Excerpt provided:
*** Block opens ***

    Dysthymia isn’t just depression, which most lay people equate with “feeling down.” Depression is so much more than that. It typically affects the entire body, causing real physical pain, exhaustion, and other symptoms. Dysthymia is noticeable for its persistence. Children won’t just “cheer up.” The longer dysthymia lasts, the more difficult it is to exit. Teachers being paid to stay home may find themselves with a classroom full of children needing more individual attention than there are hours in a day.

    1. Avatar of Erich Vieth
      Erich Vieth

      Bill, it’s difficult to read your words because I fear that you are on to something important. A second invisible pandemic that doesn’t have an obvious “off” switch. The picture you paint reminds me of some depression-era photos I have of my relatives. You can see the deep pain in their faces, even on some of these photos

  3. Avatar of Bill Heath
    Bill Heath

    We’re at an unfortunate point where a great many difficult decisions have to be made simultaneously. We elect politicians to make them, which is why I vote on the basis of decision-making process. There are many bases for making these decisions, and I prefer to view them as thousands of continua rather than as thousands of 1-0 propositions. For example, decisions can be made on a basis feeling or thinking. At the extremes we tend to make very bad decisions. Currently, both major political parties are under the control of their extremes.

    A second continuum is short-term partisan gain versus long-term good of the nation. Most of us have highly-developed skills for self-delusion, and we begin to believe our own rationalizations. Everything I decide is on the basis of long-term good of the nation, and it’s mere coincidence that short-term gain for my tribe precisely matches long-term good of the nation. That rarely results from honest, reasoned discourse. We’re going to have to talk with each other instead of at each other.
*** Block closes ***
Supplied material:
*** Block opens ***
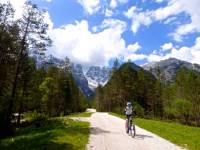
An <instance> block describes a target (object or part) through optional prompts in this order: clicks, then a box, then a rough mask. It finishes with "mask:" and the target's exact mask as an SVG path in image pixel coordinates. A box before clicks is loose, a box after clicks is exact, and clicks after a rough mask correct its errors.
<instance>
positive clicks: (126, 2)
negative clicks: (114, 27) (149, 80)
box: [110, 0, 129, 9]
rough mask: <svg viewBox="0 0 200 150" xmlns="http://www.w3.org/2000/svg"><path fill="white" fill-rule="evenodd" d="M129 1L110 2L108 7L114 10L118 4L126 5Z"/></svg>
mask: <svg viewBox="0 0 200 150" xmlns="http://www.w3.org/2000/svg"><path fill="white" fill-rule="evenodd" d="M128 1H129V0H111V1H110V7H111V8H112V9H114V8H116V7H117V6H118V5H119V4H125V3H127V2H128Z"/></svg>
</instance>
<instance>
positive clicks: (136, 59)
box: [124, 53, 147, 61]
mask: <svg viewBox="0 0 200 150" xmlns="http://www.w3.org/2000/svg"><path fill="white" fill-rule="evenodd" d="M145 58H147V56H146V55H144V54H135V53H133V54H129V55H127V56H126V57H125V59H124V60H125V61H129V60H131V61H136V60H143V59H145Z"/></svg>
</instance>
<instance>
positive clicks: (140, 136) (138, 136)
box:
*** Block closes ***
What you should do: Extend the dysthymia comment thread past its final sentence, carrying on Bill Heath's last comment in his voice.

Result of this task:
    We cannot solve any of the current problems – a pandemic,an economy in shambles, the rise of authoritarianism, the emergence of critical race theory – without someone experiencing pain. The issue of reopening schools is a decent representative. We know that keeping schools closed is causing mental health issues in children, leading to increase in domestic violence, and disproportionately affecting single mothers of color, who cannot be both at work and at home simultaneously. My solution is to open pre-K and Kindergarten classrooms and allow teachers younger than 40 to return to the classroom. At the one-month mark we measure infections, complications and deaths from C19. Then open grades one and two, remeasure at one month, and so on. Eventually we begin raising the age of teachers allowed to return to classrooms. Some things will go wrong, some little child with an undetected birth defect will die.Rinse and repeat.

    1. Avatar of Erich Vieth
      Erich Vieth

      Bill, I agree that the two parties are under the control of their extremes. I would also hold that the extremes are a slim but loud minority of each party that somehow gets its way, often through boorish behavior. My gut-level solution is that the middle 80-90% of each party needs to ridicule and eject the 10-20% who are extremists. I don’t expect this to happen, because the loud minorities are great at name-calling, cancel-culture and power politics. I’m pessimistic that we will ever have a government that functions as well as it did in prior decades (which was sub-optimal; it’s never been great). That doesn’t mean we should stop trying.

  4. Avatar of Bill Heath
    Bill Heath

    Fully agreed/ Every time I time I think I’ve identified the extreme that’s worse, the other extreme reminds me how wrong I can be.